> _WORK TO BE COMPLETED_
The pictures in the data below are to be omitted; all else must be duplicated exactly.

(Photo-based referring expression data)

----------------------------------------

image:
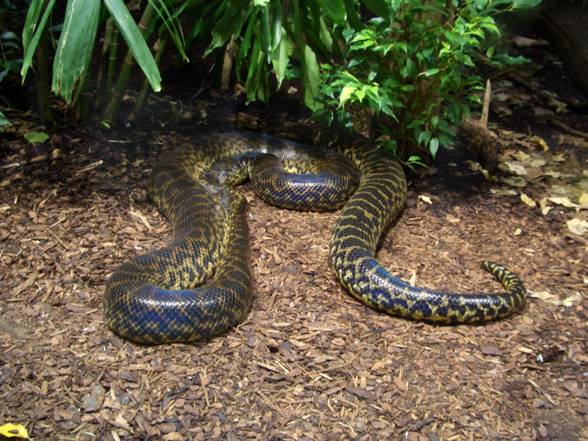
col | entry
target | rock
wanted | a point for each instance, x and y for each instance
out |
(93, 401)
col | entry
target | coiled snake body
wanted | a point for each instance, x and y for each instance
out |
(200, 284)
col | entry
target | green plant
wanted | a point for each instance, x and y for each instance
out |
(76, 40)
(412, 65)
(406, 67)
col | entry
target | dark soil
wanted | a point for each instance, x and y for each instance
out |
(310, 363)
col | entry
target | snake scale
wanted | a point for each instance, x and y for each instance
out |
(200, 284)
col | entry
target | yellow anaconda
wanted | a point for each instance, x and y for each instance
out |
(200, 284)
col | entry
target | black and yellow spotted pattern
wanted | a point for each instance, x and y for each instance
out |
(200, 284)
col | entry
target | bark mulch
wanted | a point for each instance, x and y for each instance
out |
(310, 362)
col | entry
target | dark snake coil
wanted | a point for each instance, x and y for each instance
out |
(200, 284)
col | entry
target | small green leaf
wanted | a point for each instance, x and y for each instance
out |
(346, 93)
(434, 146)
(36, 137)
(74, 49)
(3, 122)
(135, 41)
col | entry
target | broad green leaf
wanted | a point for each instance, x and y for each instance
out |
(335, 9)
(280, 58)
(74, 49)
(352, 14)
(230, 23)
(379, 7)
(430, 72)
(135, 41)
(312, 78)
(3, 122)
(32, 32)
(172, 24)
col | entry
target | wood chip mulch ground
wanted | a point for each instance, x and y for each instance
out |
(310, 363)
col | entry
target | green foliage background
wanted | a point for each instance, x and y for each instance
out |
(404, 67)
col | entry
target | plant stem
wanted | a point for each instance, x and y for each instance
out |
(43, 82)
(108, 56)
(228, 64)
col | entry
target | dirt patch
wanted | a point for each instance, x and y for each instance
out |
(310, 362)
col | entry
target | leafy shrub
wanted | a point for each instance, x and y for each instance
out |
(408, 65)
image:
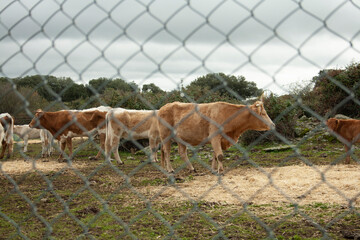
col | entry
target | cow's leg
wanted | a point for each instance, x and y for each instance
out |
(115, 149)
(26, 138)
(184, 157)
(102, 137)
(62, 149)
(112, 145)
(69, 144)
(166, 161)
(347, 159)
(216, 144)
(153, 144)
(43, 148)
(213, 162)
(10, 148)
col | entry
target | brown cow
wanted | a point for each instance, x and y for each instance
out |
(347, 131)
(129, 124)
(6, 134)
(218, 123)
(66, 124)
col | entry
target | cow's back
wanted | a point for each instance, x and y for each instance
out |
(190, 121)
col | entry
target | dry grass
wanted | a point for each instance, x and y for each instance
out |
(291, 184)
(18, 167)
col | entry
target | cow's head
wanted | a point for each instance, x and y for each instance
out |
(262, 121)
(332, 124)
(35, 122)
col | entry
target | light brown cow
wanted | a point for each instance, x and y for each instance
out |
(132, 125)
(6, 134)
(218, 123)
(347, 131)
(66, 124)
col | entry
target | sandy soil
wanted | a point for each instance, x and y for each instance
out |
(293, 184)
(338, 184)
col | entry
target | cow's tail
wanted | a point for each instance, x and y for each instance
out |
(108, 132)
(2, 133)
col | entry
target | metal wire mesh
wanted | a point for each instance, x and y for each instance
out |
(109, 39)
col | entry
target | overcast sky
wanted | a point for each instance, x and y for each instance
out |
(273, 43)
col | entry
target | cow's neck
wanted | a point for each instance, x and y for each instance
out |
(45, 119)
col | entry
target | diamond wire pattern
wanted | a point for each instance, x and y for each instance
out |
(228, 37)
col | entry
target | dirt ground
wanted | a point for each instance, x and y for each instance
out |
(300, 184)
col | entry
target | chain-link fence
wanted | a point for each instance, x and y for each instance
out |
(289, 182)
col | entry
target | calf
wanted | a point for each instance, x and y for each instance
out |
(6, 134)
(129, 124)
(218, 123)
(26, 133)
(66, 124)
(347, 131)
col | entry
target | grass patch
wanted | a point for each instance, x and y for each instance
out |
(109, 204)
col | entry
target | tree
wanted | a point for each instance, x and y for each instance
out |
(227, 85)
(151, 87)
(101, 84)
(337, 91)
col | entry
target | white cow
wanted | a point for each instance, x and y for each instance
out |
(6, 134)
(26, 133)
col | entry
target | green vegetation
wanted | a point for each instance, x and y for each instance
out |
(111, 205)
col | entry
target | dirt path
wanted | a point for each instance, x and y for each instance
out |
(300, 184)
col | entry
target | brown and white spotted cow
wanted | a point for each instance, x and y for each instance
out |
(347, 131)
(132, 125)
(66, 124)
(6, 134)
(218, 123)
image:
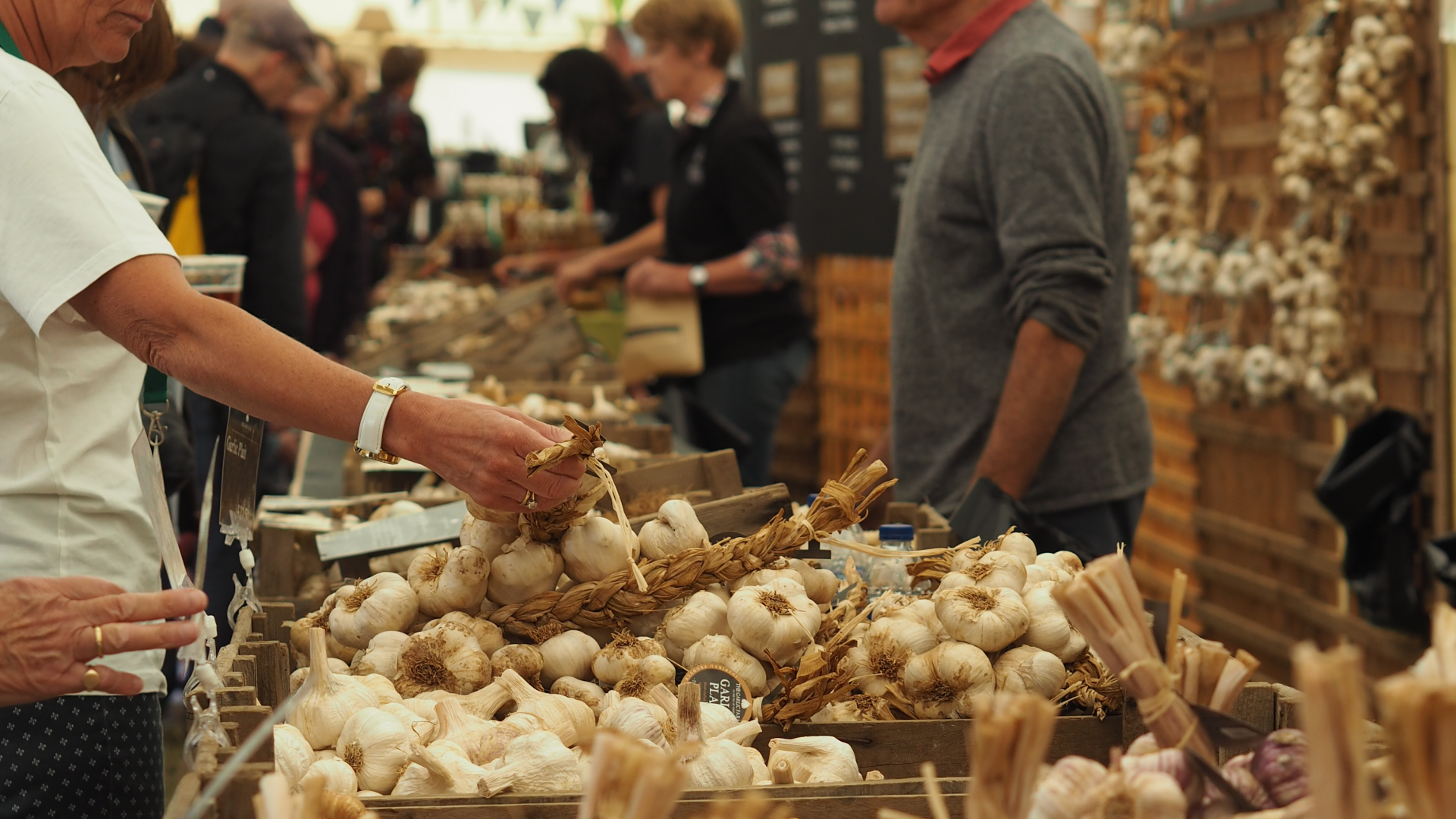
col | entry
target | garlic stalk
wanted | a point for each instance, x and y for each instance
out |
(383, 602)
(986, 618)
(437, 773)
(587, 692)
(774, 623)
(525, 661)
(619, 657)
(450, 583)
(570, 717)
(816, 760)
(946, 681)
(701, 615)
(293, 755)
(570, 653)
(536, 763)
(327, 700)
(523, 570)
(335, 774)
(441, 659)
(382, 654)
(878, 661)
(596, 548)
(373, 742)
(1031, 670)
(718, 651)
(676, 529)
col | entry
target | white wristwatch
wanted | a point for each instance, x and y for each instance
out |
(372, 426)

----------------------------------------

> _YOUR RESPONSE_
image:
col | entry
target | rock
wanted | a point for each instance, x and y for each instance
out |
(93, 401)
col | entry
target | coiled snake body
wanted | a point for each instance, x and y for each instance
out |
(200, 284)
col | entry
target | green plant
wanted | a point for each instance, x and y for each instance
out |
(76, 40)
(412, 65)
(406, 67)
col | entry
target | dark soil
wanted | a point for each instance, x and y for each instance
out |
(310, 363)
col | entry
target | snake scale
wanted | a point for each instance, x and y for each instance
out |
(200, 284)
col | entry
target | yellow anaconda
wanted | a point for each instance, x and y for each instance
out |
(200, 284)
col | entry
target | black and yellow spotted pattern
wanted | a point for each instance, x and y for each instance
out |
(200, 284)
col | entry
target | bark mulch
wanted | a point for each instance, x and y for each instance
out |
(310, 362)
col | entry
target | dark snake coil
wanted | a point for each instance, x and y for each instance
out |
(200, 284)
col | entry
target | small green leaf
wanted | a point for each instance, x and y for each instance
out |
(346, 93)
(434, 146)
(36, 137)
(74, 49)
(3, 122)
(135, 41)
col | entry
target | broad green leaf
wanted | a point for each instance, x and y for each instance
out |
(335, 9)
(280, 58)
(74, 49)
(352, 14)
(230, 23)
(379, 7)
(430, 72)
(135, 41)
(312, 78)
(3, 122)
(32, 32)
(172, 24)
col | entry
target | wood chip mulch ground
wanted | a point for each instance, x and y for each instance
out |
(310, 363)
col | entry
target | green foliage background
wanted | a point for each instance, x and y for each instance
out |
(404, 67)
col | entry
target | plant stem
wanted | a point for each instance, x and y for each instance
out |
(43, 82)
(108, 56)
(228, 64)
col | entry
target | dirt patch
wanted | a point for each instance, x and y for each instance
out |
(310, 362)
col | entry
target | leafy shrub
wanted | a point for each instance, x and y for each instance
out |
(408, 65)
image:
col | entry
target | cow's leg
wanted | a point for each instance, x and y for each instance
out |
(115, 149)
(26, 138)
(184, 157)
(102, 137)
(62, 149)
(112, 145)
(69, 144)
(166, 161)
(347, 159)
(216, 144)
(153, 144)
(43, 148)
(213, 162)
(10, 148)
col | entry
target | brown cow
wanted | a point for each instance, x and y for each instance
out |
(347, 131)
(129, 124)
(6, 134)
(218, 123)
(66, 124)
col | entry
target | cow's back
wanted | a point for each instance, x and y for each instance
out |
(190, 121)
col | entry
target | dry grass
wanted | a point for each instance, x and y for each instance
out |
(291, 184)
(18, 167)
col | entry
target | cow's head
wanted | a point for each instance, x and y for each instance
out |
(262, 121)
(332, 124)
(35, 122)
col | entry
target | light brown cow
wanted | a point for each instance, x and y for each instance
out |
(132, 125)
(6, 134)
(218, 123)
(347, 131)
(66, 124)
col | entry
target | sandy soil
wanted | a point for each instance, x and y for each instance
out |
(293, 184)
(338, 184)
col | entry
target | cow's tail
wanted | a point for each instance, x and y for each instance
out |
(108, 132)
(2, 133)
col | entry
target | metal wire mesh
wanted | a point for each instance, x and y for each instance
out |
(109, 39)
col | entry
target | overcast sky
wanted | a point for each instance, x and y for each instance
out |
(273, 43)
col | entry
target | cow's neck
wanted | a point for each instance, x and y for each instance
out |
(45, 119)
col | entry
target | diamond wire pattern
wanted | a point for each instance, x and y for each instance
out |
(228, 37)
col | entry
target | dirt ground
wanted | a point for each instance, x and y for each instance
out |
(300, 184)
col | entry
target | chain-link fence
wanted | a point for each instance, x and y for each instance
out |
(289, 182)
col | entry
target | calf
wanted | a point for each instance, x and y for each instance
out |
(6, 134)
(129, 124)
(218, 123)
(26, 133)
(66, 124)
(347, 131)
col | entry
target | grass patch
wanted | a point for each instance, x and y for each instance
out |
(109, 204)
col | entry
target | tree
wanted | a point for each instance, x and y for each instance
out |
(227, 85)
(151, 87)
(101, 84)
(337, 91)
col | entry
target | white cow
wanted | a point for each instance, x and y for each instance
out |
(6, 134)
(26, 133)
col | entry
target | green vegetation
wanted | a point for each instance, x and y for each instance
out |
(111, 205)
col | entry
target | dirt path
wanted | a point for each instance, x and y for each instance
out |
(300, 184)
col | entry
target | brown and white spotted cow
wanted | a point for each instance, x and y for each instance
out |
(347, 131)
(132, 125)
(66, 124)
(6, 134)
(218, 123)
image:
col | entry
target | garlic stalk
wanted | a point for each instance, x and y for each instance
out |
(383, 602)
(986, 618)
(437, 773)
(587, 692)
(774, 623)
(525, 661)
(619, 657)
(450, 583)
(570, 717)
(816, 760)
(946, 681)
(701, 615)
(293, 755)
(570, 653)
(536, 763)
(327, 700)
(523, 570)
(335, 774)
(441, 659)
(382, 654)
(878, 661)
(596, 548)
(373, 742)
(1031, 670)
(718, 651)
(676, 529)
col | entry
target | white wristwatch
wanted | a point for each instance, x and y for each instance
out |
(372, 426)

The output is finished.